CONSIGNE DONNÉE:
Indiquez le titre international du film d'après la critique des Éternels.

EXTRAIT CHOISI:
::::::

ARTE.TV – Les Éternels de Jia Zhang-ke

Posté le 10 juin 2022 par

Pour ceux qui n’auraient pas découvert Les Éternels, film de Jia Zhang-ke sorti en 2019 dans nos salles obscures, il est possible de se rattraper sur Arte !

Les Éternels semble conclure un cycle pour Jia Zhang-ke. Il nous offre une œuvre qui pourrait contenir toutes les autres si nous nous laissons bercer par sa quête poétique qui n’est pas une quête de sens, mais de sensations. Le dernier film de fiction du cinéaste chinois ressemble à ses deux précédents, mais pourtant l’œuvre n’a pas la même résonance. Dans le mouvement circulaire qui berce le monde, le cinéma de Jia Zhang-ke a finalement fait un tour complet. Et c’est là que repose la beauté, voire la pureté du titre internationale : Ash is the Purest White.

Nous suivons Qiao (Zhao Tao) éperdument amoureuse de Bin (Fan Liao), un gangster, sur une vingtaine d’années. Les amants s’attirent puis se repoussent dans un espèce de ballet cruel que le cinéaste étale sur deux décennies comme le souvenir d’une chanson d’amour dont la mélodie résonne d’autant plus fort que les souvenirs s’estompent. Jia Zhang-ke quitte les dispositifs des deux films précédents, aussi bien dans la segmentation explicite des séquences que dans le changement esthétique selon les époques. Il y a dans cette œuvre une volonté de suivre le sentiment amoureux comme un espèce de fil fantôme qui lierait les périodes et les situations de la vie au-delà de toutes les autres considérations. Comme si l’amour, du moins sa recherche, serait la seule chose qui pourrait définir l’organisation de toute une vie. Le cinéaste joue avec les rimes visuelles pour souligner cela : malgré le temps et les douleurs, les choses ne changent pas. Des scènes du début du métrage refont surface avec des rapports différents, mais dans le même mouvement de caméra. Quand on joue au jeu de l’amour, peu importe son rôle, la mécanique du jeu nous emprisonne dans son trouble. Les corps des deux acteurs parlent pour exprimer une relation qui n’a de sens que pour ceux qui la vivent. Comme dans Phantom Thread de Paul Thomas Anderson, le cinéaste chinois ne tente pas de percer le secret du trouble amoureux, mais seulement de dresser un portrait de l’impact de ce dernier dans la vie d’une femme.

::::::

DONNÉES PRÉSENTÉES:
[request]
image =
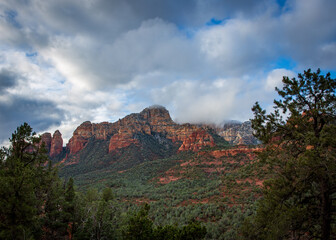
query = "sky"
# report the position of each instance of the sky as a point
(64, 62)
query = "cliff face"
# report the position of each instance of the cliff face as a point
(152, 127)
(56, 146)
(238, 133)
(150, 121)
(197, 140)
(46, 139)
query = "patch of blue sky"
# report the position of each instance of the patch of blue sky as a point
(10, 16)
(216, 21)
(324, 72)
(32, 54)
(284, 62)
(281, 3)
(187, 32)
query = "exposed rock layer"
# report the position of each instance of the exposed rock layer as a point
(152, 121)
(56, 146)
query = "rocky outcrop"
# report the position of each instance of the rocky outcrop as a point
(56, 146)
(238, 133)
(241, 149)
(46, 139)
(151, 121)
(197, 140)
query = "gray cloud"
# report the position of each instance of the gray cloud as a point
(97, 58)
(39, 114)
(7, 79)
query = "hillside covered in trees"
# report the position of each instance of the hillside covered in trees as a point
(146, 177)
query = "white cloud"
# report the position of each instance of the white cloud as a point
(274, 78)
(100, 60)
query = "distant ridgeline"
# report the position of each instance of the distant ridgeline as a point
(185, 172)
(139, 137)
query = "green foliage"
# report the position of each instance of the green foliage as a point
(300, 157)
(23, 185)
(139, 226)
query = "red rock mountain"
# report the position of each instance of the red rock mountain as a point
(153, 121)
(56, 146)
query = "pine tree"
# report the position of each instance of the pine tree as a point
(22, 186)
(300, 157)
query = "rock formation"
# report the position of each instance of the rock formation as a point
(46, 139)
(237, 133)
(56, 147)
(153, 122)
(197, 140)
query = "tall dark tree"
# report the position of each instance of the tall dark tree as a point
(300, 153)
(22, 185)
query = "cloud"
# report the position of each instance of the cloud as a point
(7, 79)
(274, 78)
(39, 114)
(100, 60)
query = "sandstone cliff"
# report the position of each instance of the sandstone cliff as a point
(56, 146)
(238, 133)
(150, 121)
(46, 139)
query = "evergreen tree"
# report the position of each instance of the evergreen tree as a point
(300, 156)
(22, 185)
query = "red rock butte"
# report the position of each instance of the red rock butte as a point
(122, 133)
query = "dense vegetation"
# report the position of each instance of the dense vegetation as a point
(288, 192)
(299, 197)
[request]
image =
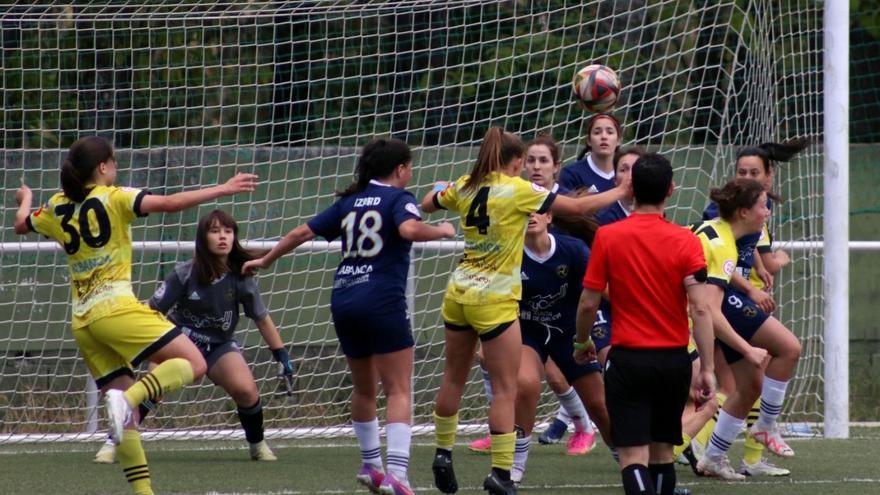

::::::

RÉPONSE OBTENUE:
Ash is the Purest White.